Saved data entries:
----

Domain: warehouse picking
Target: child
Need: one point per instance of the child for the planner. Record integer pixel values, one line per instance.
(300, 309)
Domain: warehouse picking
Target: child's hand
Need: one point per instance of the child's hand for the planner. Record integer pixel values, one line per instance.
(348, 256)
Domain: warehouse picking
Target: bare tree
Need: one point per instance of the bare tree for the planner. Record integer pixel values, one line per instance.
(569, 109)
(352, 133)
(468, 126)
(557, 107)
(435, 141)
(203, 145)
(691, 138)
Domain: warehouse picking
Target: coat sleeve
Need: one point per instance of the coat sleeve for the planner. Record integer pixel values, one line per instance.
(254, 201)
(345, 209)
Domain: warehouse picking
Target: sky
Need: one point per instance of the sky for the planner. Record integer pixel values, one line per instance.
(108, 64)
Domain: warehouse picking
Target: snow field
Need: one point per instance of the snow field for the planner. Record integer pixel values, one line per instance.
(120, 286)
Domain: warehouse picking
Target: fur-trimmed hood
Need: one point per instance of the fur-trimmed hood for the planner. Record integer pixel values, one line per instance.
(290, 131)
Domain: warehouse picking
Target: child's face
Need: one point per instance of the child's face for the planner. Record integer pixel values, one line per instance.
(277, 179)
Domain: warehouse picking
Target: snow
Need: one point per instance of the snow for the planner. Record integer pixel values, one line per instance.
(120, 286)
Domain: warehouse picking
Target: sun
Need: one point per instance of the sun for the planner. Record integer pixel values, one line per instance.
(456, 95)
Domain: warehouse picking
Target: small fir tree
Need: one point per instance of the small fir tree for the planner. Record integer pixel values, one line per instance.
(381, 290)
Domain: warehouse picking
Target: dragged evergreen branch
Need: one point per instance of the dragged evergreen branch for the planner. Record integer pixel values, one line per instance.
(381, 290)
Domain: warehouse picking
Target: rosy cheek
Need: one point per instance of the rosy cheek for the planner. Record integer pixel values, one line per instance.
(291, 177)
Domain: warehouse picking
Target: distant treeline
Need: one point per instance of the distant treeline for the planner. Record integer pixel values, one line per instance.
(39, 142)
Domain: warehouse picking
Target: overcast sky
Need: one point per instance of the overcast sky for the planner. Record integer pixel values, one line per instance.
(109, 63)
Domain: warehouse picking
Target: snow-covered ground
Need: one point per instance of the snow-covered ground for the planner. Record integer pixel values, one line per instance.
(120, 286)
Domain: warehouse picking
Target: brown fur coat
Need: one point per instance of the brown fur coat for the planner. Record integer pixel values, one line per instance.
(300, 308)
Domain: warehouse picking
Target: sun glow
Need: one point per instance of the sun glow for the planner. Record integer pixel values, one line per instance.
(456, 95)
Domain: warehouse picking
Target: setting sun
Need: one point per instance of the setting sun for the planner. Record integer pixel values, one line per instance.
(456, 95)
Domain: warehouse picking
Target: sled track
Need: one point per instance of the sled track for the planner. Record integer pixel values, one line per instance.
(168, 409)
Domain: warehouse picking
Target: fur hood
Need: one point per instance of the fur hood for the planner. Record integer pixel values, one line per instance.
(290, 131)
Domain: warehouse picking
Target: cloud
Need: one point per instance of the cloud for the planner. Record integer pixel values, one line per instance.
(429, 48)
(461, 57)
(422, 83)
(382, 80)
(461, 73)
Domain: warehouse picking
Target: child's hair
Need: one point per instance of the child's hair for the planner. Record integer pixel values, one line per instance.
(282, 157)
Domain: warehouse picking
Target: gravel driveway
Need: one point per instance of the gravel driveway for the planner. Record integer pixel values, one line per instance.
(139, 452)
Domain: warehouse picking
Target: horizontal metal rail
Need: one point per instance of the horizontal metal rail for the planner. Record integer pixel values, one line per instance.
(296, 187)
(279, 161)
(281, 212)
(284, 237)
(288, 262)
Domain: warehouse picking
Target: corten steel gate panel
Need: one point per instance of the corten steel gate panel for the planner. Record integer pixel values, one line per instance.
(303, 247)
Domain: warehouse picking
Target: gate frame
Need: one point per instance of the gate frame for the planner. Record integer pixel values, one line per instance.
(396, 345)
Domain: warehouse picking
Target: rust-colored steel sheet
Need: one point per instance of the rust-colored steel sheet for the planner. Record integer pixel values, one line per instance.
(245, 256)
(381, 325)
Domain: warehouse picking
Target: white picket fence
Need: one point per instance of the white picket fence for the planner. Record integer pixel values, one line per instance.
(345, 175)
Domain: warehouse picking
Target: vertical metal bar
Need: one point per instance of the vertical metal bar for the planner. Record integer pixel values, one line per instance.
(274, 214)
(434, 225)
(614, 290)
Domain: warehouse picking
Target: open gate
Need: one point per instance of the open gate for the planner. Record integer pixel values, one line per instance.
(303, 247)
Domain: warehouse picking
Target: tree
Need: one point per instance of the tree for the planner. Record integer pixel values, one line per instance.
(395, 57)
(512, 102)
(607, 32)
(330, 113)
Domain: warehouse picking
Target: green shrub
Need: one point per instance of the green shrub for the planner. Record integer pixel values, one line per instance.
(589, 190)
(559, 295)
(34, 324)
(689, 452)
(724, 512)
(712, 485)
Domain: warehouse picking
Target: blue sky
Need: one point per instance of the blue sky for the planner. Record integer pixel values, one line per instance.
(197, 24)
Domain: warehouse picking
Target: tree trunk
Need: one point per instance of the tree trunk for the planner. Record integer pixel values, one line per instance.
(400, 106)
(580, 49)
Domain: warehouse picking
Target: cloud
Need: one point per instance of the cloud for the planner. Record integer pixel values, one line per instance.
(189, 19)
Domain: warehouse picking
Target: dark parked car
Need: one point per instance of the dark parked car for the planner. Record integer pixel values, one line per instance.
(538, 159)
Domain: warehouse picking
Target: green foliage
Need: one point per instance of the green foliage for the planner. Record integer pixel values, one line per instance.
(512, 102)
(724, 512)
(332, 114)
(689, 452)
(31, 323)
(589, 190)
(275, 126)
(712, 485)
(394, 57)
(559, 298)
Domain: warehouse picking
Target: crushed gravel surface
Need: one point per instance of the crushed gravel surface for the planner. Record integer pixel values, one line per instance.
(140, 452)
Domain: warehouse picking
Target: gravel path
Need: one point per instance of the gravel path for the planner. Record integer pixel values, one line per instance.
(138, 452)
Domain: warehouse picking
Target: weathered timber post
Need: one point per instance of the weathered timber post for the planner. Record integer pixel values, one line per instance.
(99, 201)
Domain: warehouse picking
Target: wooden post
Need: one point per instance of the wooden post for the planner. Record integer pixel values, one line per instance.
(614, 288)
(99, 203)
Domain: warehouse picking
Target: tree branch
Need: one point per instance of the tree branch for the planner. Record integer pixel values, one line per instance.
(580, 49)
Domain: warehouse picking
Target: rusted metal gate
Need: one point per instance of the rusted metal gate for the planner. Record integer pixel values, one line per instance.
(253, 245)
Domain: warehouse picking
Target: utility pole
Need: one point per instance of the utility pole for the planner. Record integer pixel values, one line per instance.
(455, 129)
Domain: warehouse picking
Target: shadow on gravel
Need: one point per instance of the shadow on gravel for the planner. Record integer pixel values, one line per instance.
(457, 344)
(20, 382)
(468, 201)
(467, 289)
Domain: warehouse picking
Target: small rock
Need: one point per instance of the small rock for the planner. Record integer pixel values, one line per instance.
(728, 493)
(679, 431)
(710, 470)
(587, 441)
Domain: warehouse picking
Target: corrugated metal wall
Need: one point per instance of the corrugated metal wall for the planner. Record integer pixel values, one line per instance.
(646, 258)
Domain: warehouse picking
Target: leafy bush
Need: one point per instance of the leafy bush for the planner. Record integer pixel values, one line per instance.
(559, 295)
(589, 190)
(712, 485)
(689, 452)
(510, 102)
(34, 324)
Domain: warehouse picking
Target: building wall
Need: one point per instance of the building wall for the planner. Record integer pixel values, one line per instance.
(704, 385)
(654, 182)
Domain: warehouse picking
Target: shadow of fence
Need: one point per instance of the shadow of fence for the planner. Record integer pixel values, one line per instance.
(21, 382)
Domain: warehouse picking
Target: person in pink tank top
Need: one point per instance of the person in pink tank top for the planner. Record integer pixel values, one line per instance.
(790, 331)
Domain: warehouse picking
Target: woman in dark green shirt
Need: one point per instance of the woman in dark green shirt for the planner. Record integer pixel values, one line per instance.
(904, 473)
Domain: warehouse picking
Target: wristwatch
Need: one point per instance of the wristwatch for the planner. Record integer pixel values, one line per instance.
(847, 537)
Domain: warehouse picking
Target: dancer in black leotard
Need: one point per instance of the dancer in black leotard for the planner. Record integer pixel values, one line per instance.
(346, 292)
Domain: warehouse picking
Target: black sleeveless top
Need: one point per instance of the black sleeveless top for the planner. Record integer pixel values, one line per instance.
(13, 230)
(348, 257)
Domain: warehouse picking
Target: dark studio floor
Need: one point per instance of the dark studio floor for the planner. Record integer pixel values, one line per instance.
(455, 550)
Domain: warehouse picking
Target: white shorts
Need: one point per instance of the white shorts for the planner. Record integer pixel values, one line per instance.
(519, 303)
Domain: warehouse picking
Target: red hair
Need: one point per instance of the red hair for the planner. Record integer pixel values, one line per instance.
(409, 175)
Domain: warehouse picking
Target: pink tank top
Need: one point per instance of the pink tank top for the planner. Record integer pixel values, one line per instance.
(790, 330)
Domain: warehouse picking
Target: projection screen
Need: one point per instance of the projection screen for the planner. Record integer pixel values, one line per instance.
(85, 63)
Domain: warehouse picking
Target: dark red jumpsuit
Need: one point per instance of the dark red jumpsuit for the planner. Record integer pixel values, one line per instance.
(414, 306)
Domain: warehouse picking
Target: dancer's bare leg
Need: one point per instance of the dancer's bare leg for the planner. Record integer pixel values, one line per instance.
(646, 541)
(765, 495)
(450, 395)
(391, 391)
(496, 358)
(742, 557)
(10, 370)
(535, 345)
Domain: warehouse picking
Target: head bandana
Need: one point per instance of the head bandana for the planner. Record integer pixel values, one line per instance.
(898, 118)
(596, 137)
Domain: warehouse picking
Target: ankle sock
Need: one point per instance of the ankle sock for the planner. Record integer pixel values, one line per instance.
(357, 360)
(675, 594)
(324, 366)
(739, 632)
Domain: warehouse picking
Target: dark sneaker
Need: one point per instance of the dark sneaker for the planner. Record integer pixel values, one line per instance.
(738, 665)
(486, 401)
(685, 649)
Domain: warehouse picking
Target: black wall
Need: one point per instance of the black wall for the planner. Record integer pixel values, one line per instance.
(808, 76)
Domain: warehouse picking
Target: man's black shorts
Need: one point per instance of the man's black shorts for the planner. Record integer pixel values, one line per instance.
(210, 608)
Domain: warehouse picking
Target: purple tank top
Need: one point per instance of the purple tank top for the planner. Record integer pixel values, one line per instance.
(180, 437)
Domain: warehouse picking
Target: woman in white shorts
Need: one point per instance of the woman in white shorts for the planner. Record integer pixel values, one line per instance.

----

**TASK STATEMENT**
Report every line of the entries above that contains the string "hood", copying each line in full.

**WRITTEN SOLUTION**
Target: fur-trimmed hood
Need: one point per instance of the fur-trimmed hood for the planner. Record integer pixel values, one line per instance.
Target: fur hood
Need: one point per instance of the fur hood for the planner. Record integer pixel values, one line per instance.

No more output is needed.